Written instruction. Convert everything in the material from the line containing "request: draw the outline of every instance of the small" down to the line containing "target: small flower head" into a Markdown table with the columns Row and Line. Leave out blank lines.

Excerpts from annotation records
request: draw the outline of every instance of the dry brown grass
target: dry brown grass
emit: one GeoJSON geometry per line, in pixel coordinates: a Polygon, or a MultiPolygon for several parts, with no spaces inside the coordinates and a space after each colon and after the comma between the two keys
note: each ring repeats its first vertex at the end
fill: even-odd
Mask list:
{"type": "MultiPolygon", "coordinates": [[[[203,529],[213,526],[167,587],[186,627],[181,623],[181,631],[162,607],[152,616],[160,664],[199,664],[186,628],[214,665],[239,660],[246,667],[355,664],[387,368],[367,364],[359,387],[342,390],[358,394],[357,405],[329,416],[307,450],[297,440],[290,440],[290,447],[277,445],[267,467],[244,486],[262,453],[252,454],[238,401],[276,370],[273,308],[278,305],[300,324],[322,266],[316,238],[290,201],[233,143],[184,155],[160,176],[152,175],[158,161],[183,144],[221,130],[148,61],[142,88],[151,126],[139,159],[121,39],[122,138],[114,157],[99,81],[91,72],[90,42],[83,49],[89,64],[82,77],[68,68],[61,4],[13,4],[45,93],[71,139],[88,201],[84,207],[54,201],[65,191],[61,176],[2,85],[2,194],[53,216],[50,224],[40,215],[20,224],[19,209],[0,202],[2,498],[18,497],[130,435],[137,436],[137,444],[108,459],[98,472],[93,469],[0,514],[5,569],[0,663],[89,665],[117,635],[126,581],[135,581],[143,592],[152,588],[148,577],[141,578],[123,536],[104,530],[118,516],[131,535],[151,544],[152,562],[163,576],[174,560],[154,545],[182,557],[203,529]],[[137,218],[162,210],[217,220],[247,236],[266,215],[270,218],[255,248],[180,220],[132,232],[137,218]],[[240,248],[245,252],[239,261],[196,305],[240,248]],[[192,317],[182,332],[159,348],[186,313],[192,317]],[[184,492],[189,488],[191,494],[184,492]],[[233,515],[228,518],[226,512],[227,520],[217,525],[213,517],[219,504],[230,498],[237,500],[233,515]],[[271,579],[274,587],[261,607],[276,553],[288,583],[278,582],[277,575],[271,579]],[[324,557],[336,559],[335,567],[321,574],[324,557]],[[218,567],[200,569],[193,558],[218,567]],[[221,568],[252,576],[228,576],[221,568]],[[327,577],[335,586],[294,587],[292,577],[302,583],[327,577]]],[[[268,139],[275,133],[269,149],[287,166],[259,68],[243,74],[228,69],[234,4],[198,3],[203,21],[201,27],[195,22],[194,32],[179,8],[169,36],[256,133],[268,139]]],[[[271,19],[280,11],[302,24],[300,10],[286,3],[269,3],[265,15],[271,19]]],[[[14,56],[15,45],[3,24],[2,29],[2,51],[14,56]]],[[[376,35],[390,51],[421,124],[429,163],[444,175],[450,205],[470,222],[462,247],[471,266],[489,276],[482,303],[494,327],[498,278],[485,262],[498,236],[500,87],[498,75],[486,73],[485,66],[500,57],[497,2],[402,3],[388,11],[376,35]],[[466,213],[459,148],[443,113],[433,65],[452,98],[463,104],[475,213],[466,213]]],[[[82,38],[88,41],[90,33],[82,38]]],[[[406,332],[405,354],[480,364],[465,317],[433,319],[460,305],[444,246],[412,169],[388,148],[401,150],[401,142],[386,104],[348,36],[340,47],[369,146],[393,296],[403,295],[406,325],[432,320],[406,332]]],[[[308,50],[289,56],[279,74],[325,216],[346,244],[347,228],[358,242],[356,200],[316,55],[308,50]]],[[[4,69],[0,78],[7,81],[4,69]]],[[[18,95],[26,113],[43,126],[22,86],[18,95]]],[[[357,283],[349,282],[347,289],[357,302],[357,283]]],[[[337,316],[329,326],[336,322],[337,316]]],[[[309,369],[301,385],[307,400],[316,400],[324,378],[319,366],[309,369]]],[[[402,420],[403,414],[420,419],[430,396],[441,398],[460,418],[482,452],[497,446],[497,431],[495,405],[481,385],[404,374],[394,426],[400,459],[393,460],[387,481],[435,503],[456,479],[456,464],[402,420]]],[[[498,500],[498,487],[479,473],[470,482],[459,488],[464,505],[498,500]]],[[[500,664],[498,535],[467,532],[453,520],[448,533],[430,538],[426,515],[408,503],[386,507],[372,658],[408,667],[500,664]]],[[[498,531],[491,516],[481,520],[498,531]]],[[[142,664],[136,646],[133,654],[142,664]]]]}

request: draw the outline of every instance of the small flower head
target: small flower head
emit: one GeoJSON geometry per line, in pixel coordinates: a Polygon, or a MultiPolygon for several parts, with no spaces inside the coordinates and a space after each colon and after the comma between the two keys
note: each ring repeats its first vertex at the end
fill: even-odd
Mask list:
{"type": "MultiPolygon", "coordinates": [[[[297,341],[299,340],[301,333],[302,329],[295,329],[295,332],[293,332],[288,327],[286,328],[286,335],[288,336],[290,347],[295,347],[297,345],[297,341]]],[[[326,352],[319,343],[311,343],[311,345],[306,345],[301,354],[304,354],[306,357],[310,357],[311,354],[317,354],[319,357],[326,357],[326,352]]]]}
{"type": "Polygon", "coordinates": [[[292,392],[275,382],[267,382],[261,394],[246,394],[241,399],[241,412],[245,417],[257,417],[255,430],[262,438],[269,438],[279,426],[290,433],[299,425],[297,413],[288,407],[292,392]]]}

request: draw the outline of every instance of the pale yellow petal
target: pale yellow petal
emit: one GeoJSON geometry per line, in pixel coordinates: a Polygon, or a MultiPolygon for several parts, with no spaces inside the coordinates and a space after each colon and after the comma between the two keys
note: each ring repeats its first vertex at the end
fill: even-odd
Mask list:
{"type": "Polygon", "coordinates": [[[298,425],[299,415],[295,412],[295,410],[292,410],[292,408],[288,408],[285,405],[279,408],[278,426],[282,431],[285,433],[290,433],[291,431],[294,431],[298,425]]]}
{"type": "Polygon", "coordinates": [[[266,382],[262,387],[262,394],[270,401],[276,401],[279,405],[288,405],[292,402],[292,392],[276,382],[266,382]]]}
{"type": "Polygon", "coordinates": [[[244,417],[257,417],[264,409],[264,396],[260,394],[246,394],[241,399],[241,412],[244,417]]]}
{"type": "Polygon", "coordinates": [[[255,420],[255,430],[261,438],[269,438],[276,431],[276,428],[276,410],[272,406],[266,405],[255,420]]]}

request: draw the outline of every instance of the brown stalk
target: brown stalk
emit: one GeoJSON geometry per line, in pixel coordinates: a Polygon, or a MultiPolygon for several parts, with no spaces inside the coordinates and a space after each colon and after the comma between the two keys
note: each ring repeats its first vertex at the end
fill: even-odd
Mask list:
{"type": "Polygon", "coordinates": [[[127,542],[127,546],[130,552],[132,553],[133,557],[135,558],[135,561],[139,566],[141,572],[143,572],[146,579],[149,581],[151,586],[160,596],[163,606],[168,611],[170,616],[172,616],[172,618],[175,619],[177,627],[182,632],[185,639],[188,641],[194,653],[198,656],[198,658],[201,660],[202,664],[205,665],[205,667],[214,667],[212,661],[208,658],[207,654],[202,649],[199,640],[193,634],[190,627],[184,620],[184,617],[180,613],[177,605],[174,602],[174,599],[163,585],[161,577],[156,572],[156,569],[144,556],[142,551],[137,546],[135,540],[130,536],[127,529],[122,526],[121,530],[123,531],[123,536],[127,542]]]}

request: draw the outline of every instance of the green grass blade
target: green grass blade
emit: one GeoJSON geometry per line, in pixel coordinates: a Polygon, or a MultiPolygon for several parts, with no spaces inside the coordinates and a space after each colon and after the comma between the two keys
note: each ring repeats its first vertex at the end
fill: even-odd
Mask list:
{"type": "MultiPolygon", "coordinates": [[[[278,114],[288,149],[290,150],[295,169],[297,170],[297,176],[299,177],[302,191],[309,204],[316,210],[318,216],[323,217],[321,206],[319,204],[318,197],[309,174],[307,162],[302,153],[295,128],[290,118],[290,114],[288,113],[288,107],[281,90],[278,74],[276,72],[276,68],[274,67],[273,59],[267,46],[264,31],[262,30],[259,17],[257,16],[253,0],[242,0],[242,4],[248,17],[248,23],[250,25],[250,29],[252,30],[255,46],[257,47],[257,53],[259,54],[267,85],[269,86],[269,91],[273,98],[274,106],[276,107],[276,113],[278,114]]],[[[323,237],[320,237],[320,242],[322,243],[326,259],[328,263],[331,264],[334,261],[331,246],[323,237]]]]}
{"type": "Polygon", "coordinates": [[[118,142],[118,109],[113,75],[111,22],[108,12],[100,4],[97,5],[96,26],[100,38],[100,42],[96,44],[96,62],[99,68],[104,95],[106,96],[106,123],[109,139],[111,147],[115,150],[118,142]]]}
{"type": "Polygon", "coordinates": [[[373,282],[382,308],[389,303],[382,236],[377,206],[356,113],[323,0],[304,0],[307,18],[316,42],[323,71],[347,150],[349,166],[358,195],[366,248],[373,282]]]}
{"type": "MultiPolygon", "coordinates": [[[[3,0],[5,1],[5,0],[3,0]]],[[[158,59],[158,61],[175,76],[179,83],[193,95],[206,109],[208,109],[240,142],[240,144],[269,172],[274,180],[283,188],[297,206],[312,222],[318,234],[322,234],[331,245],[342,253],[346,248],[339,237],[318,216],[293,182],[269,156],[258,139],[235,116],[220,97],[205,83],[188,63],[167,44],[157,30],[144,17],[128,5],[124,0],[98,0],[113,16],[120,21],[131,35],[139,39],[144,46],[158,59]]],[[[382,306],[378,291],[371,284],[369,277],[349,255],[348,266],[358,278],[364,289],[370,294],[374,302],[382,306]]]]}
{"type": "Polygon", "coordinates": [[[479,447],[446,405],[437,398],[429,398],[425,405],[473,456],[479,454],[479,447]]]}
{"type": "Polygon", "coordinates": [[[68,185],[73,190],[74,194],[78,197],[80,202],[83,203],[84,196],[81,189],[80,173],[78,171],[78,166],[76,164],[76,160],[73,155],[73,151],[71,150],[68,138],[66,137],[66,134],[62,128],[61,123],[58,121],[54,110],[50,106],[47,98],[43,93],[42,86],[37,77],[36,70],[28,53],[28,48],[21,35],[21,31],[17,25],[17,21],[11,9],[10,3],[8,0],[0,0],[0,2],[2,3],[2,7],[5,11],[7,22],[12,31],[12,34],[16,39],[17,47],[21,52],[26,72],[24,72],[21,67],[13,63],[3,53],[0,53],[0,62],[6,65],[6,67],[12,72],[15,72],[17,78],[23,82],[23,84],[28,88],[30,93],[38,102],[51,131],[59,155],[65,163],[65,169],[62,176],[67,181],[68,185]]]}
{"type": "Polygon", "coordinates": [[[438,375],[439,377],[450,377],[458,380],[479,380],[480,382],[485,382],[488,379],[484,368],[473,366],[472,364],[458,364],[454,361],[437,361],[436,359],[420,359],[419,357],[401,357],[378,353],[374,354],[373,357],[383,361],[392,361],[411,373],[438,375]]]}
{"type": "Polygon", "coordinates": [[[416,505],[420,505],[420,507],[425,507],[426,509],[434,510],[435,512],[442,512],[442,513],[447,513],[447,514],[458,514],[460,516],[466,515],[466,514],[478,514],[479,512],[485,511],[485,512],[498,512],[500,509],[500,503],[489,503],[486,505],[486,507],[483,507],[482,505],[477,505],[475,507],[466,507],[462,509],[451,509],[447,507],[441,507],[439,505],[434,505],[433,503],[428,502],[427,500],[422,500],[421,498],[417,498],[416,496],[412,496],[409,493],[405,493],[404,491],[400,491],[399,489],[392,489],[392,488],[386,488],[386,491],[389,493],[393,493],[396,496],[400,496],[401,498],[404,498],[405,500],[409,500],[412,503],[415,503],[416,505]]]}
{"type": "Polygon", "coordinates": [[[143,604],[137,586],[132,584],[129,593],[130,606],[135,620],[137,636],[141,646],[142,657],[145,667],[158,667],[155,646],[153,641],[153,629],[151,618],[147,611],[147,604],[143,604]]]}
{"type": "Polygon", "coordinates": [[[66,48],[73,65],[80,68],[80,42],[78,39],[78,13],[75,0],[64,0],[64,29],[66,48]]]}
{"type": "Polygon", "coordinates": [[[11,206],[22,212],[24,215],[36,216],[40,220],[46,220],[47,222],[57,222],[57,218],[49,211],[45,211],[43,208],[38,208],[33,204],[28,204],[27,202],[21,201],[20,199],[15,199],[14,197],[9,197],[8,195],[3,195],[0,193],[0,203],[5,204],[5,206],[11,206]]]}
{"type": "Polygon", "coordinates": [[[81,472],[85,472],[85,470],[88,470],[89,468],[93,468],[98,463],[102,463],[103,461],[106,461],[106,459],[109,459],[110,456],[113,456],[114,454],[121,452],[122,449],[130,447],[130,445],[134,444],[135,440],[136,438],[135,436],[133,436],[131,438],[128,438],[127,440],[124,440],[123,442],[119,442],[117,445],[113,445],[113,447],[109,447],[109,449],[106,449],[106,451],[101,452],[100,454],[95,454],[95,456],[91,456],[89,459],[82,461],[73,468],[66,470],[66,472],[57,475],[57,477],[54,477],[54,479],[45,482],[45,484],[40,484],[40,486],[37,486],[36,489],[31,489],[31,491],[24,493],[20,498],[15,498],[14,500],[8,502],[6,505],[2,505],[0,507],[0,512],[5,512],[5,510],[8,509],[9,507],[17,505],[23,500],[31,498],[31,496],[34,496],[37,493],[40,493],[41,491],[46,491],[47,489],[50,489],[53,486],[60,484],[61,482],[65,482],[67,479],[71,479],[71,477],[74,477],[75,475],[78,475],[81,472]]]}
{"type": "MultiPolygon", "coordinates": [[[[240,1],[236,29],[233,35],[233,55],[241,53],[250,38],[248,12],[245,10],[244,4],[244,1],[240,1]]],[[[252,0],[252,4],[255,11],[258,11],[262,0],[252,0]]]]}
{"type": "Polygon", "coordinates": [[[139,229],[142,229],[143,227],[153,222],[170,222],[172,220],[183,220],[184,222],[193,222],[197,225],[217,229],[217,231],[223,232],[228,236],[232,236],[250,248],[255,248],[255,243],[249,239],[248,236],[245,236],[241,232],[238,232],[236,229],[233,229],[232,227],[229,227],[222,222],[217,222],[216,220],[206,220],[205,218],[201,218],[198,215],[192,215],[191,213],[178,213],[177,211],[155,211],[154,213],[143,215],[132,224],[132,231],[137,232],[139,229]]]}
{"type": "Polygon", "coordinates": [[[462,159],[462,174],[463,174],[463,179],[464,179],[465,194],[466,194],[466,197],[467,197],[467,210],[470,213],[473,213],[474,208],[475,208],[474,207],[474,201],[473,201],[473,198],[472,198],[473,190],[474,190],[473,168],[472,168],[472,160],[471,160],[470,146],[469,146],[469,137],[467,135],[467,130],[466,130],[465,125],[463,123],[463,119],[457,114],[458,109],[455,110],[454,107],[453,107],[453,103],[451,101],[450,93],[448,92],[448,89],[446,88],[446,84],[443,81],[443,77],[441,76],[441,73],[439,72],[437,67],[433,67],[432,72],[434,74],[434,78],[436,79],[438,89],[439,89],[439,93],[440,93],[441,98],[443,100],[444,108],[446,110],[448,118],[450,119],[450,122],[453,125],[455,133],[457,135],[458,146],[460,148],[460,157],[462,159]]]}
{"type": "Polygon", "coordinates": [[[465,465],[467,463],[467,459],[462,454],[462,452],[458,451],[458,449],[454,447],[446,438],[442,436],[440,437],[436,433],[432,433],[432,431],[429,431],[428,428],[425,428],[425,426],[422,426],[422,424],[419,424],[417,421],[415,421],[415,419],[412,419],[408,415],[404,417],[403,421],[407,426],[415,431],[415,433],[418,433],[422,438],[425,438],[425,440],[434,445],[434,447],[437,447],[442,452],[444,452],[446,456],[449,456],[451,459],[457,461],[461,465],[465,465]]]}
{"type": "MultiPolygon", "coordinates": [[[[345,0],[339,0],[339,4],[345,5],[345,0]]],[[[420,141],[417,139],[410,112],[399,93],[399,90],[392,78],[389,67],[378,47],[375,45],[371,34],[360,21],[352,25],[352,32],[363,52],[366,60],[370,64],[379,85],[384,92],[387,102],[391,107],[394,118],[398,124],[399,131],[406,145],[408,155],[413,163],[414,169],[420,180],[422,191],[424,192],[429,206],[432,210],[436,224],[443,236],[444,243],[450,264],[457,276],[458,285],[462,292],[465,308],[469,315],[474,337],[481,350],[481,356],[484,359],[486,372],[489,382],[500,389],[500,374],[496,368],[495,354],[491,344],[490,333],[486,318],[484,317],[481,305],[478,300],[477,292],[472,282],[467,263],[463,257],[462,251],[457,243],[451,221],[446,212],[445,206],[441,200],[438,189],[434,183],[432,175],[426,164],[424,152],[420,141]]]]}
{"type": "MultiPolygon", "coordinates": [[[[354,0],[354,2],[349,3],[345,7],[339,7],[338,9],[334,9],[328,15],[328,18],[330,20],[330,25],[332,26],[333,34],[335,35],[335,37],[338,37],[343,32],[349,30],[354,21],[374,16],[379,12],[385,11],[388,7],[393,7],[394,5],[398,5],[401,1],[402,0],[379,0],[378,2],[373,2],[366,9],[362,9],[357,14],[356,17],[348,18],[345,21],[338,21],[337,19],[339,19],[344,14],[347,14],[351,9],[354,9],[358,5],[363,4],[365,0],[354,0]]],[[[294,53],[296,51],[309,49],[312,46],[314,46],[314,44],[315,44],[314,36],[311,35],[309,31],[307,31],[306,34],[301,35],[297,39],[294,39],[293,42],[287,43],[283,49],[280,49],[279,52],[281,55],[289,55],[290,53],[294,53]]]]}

Written solution.
| Row | Line |
|---|---|
| 1 | request: draw the outline of every instance of the small flower head |
| 2 | target: small flower head |